■ EXERCISE
In the items below, rewrite the part that starts at the line containing "Study the picture above. For each instance of the horizon, find" and runs through the end of the items. Replace "pixel coordinates" with "image coordinates" and leave everything else the same.

Source data:
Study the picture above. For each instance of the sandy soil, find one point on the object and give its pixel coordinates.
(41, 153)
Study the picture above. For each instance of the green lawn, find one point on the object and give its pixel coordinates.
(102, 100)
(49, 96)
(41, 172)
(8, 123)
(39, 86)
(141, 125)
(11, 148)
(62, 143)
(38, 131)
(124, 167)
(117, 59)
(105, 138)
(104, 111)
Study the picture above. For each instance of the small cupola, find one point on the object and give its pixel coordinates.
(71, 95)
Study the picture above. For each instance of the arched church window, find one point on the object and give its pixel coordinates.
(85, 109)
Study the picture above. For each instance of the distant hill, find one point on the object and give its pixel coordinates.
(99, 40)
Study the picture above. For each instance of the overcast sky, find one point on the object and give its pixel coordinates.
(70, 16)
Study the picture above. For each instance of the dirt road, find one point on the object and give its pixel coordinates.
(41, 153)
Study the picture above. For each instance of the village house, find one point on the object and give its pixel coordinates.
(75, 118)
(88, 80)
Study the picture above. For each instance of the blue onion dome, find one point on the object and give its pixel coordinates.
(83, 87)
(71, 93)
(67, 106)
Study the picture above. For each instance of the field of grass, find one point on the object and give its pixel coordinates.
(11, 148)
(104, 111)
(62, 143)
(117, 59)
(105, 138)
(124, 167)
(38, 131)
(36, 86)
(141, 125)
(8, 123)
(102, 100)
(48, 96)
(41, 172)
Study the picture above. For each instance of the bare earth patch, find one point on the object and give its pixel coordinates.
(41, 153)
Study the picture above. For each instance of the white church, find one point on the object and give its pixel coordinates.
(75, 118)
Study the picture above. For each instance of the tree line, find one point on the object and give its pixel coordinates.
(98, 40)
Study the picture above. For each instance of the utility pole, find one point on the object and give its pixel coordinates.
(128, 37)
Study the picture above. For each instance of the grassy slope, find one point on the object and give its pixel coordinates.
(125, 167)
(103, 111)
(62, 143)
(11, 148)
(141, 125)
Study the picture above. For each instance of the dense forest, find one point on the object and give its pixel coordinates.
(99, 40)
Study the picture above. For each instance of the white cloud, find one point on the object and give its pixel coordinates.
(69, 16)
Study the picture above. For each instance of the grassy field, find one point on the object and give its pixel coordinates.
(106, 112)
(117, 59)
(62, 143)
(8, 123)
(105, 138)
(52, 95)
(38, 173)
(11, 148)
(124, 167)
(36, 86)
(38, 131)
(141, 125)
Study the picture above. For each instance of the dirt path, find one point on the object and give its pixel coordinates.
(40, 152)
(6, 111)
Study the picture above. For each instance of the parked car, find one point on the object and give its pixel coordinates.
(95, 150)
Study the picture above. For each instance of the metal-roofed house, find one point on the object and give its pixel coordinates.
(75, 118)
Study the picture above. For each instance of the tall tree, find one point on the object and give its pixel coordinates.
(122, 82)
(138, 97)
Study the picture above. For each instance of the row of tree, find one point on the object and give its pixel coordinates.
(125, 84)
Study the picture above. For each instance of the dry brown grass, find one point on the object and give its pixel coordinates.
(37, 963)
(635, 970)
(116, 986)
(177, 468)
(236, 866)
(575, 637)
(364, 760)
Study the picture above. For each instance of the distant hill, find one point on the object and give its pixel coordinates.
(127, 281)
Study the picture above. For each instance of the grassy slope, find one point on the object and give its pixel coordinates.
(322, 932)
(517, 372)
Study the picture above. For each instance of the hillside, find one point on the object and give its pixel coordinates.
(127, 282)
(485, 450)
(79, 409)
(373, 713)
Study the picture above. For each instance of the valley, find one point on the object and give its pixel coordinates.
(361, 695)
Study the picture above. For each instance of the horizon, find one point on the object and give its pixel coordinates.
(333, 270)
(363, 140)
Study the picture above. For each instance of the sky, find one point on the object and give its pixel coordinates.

■ TASK SOLUTION
Study the picture above. For each instance of the horizon, find one point on the object and give its image coordinates.
(333, 270)
(363, 140)
Study the picture above. For each instance of the sky, find one point on the object and give its image coordinates.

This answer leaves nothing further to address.